→ Instructions for the task:
Once the images are set aside, print the remaining lines below exactly.

Stored records
# # #
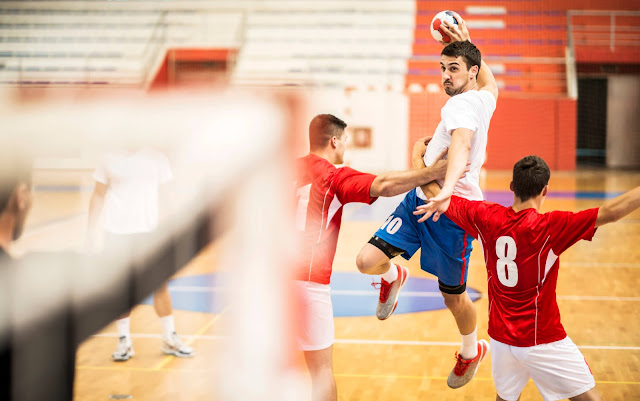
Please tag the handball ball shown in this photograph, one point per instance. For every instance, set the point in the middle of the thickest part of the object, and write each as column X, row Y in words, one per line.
column 436, row 29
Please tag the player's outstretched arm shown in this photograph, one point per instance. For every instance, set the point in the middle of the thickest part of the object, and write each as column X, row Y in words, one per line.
column 398, row 182
column 617, row 208
column 486, row 80
column 432, row 188
column 458, row 156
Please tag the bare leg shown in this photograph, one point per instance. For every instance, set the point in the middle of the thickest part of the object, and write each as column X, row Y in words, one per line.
column 591, row 395
column 323, row 384
column 463, row 310
column 371, row 260
column 162, row 301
# # #
→ Solution to the exercise:
Please tag the handball ball shown in this photograph, one point per instance. For every instance, set the point in the middle of the thickest part of the object, and write each as column X, row Y in words, one per line.
column 436, row 29
Please tag the player's outstretched arm shown in this photograph, one point per instance. For every instance, set the point in the middle of the thickest part of the object, and write each as column X, row Y in words, one per line.
column 398, row 182
column 617, row 208
column 486, row 80
column 432, row 188
column 458, row 156
Please tag the bare leg shown in this photograph, one point per instance. For every instance, set the point in the middle of the thickest part of the object, and write each as column X, row Y in words, one per line.
column 591, row 395
column 323, row 384
column 463, row 310
column 371, row 260
column 162, row 301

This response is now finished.